**PROBLEM TO SOLVE**
In the material below, repeat only the lines from the one that holds "Target: walkway" through the final line, exactly as they stand.

Records contained in a dataset:
§ §

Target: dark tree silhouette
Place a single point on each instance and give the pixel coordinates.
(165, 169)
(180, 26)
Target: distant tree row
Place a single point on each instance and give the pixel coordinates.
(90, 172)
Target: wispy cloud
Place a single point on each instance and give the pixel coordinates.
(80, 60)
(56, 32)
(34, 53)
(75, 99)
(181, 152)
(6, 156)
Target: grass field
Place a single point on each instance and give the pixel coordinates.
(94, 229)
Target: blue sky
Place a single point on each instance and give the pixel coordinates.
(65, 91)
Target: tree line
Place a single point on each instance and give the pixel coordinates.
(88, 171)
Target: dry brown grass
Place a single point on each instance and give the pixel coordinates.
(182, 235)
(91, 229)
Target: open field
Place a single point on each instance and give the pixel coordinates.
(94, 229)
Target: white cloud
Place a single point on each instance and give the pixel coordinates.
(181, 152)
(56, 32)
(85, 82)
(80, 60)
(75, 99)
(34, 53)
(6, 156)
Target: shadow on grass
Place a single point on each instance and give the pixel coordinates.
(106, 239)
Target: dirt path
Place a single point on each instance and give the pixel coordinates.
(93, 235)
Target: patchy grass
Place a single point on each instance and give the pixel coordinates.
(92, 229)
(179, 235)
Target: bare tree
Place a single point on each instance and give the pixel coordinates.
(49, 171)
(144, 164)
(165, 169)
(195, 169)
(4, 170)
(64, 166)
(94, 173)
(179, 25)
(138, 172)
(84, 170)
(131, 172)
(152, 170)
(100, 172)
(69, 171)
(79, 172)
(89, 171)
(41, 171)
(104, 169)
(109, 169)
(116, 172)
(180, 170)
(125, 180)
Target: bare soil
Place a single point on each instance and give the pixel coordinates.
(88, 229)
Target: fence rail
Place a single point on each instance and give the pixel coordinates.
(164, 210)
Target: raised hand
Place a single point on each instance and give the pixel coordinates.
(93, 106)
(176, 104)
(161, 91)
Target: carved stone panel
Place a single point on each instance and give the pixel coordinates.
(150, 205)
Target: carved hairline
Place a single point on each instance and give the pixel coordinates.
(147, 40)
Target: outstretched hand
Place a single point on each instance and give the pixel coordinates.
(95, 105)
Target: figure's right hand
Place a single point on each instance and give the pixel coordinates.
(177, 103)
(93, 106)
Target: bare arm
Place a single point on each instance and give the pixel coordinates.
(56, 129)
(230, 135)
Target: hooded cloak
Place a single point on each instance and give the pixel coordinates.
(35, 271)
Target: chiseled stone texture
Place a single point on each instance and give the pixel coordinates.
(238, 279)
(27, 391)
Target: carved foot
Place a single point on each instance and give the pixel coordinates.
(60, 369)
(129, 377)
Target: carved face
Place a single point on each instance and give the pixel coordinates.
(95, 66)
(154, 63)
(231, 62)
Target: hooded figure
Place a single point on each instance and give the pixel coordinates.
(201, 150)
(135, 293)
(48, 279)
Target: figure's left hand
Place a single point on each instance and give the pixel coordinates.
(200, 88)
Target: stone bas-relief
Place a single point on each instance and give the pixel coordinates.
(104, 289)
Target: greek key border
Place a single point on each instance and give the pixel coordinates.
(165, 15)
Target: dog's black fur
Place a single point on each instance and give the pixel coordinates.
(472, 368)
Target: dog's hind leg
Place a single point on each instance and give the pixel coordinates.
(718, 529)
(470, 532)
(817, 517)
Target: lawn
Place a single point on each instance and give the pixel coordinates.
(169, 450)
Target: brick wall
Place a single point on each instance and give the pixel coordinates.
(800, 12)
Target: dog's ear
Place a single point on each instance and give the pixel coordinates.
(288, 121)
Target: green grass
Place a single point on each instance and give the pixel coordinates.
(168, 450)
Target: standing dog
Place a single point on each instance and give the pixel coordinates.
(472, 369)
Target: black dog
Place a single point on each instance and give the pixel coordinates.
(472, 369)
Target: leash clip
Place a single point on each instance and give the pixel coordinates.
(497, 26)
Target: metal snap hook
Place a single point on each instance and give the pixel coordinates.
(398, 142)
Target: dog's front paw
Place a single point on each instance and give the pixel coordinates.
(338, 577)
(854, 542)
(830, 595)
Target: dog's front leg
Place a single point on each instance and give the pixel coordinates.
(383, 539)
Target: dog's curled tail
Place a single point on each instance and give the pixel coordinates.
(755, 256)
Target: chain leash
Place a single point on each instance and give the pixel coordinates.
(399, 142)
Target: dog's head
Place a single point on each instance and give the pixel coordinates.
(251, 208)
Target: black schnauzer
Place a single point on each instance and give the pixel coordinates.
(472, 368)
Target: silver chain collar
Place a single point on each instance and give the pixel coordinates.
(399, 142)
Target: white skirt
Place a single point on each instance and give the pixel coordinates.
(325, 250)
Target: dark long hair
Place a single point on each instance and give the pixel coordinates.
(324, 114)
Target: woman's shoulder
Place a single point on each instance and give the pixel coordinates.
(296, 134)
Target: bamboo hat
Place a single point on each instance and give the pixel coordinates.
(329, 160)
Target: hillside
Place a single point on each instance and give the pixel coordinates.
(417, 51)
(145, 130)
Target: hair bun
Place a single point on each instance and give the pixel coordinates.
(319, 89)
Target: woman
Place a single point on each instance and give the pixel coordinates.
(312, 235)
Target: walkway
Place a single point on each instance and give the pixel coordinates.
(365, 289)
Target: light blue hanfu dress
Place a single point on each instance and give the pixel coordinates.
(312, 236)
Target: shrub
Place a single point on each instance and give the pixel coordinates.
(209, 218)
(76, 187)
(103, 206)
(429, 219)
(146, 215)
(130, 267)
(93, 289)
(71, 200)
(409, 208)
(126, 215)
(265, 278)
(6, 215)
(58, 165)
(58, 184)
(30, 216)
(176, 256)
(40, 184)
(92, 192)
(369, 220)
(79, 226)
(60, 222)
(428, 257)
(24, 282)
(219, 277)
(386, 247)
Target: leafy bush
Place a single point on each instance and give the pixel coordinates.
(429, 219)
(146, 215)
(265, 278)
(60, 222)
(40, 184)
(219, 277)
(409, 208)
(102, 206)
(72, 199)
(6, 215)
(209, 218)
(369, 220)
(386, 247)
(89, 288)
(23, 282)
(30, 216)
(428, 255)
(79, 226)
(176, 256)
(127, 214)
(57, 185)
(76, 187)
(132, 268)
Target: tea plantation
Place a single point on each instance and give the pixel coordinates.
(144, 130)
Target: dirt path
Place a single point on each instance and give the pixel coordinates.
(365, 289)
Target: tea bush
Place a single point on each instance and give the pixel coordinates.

§ §

**ANSWER TO THE PROBLEM**
Target: walkway
Place a single point on each instance and give the pixel coordinates.
(365, 289)
Target: light blue hanfu dress
Place a single point on each instance and give the pixel coordinates.
(312, 236)
Target: shrub
Place a single point on each instance and give the pixel coordinates.
(209, 218)
(76, 187)
(103, 206)
(429, 219)
(146, 215)
(130, 267)
(93, 289)
(71, 200)
(409, 208)
(126, 215)
(265, 278)
(6, 215)
(58, 165)
(58, 184)
(30, 216)
(176, 256)
(40, 184)
(92, 192)
(369, 220)
(79, 226)
(60, 222)
(428, 257)
(24, 282)
(219, 277)
(386, 247)
Target: leafy bush
Place a single point on each instance and give the pixel coordinates.
(429, 219)
(146, 215)
(265, 278)
(60, 222)
(40, 184)
(219, 277)
(409, 208)
(102, 206)
(72, 199)
(6, 215)
(209, 218)
(369, 220)
(386, 247)
(89, 288)
(23, 282)
(30, 216)
(428, 255)
(79, 226)
(176, 256)
(127, 214)
(57, 185)
(76, 187)
(132, 268)
Target: tea plantation
Place a single point on each instance and give the pixel coordinates.
(144, 130)
Target: dirt path
Place a single point on each instance and give the pixel coordinates.
(365, 289)
Target: tea bush
Place a single point on each instance and give the pixel coordinates.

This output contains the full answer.